**Exercise directions:** Rewrite the material below, replacing "fresh line" with "separate line" and keeping everything else unchanged. Leave the pictures out of your answer.

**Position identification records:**
* * * * * * * * *

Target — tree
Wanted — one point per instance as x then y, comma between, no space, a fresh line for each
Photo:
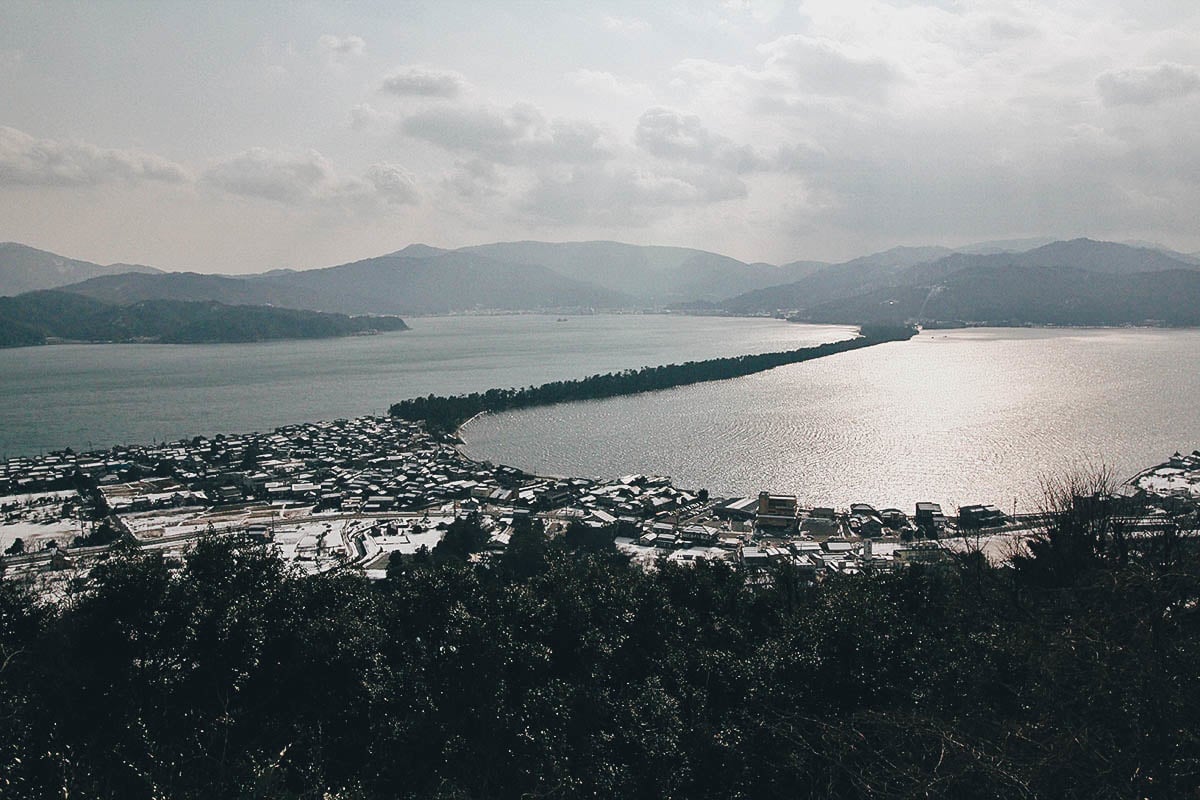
463,536
526,553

* * * * * * * * *

**Answer to this exercise:**
Target — tree
Wanted — one point per instance as x then y, comma between, no space, a separate line for each
Photo:
463,536
526,553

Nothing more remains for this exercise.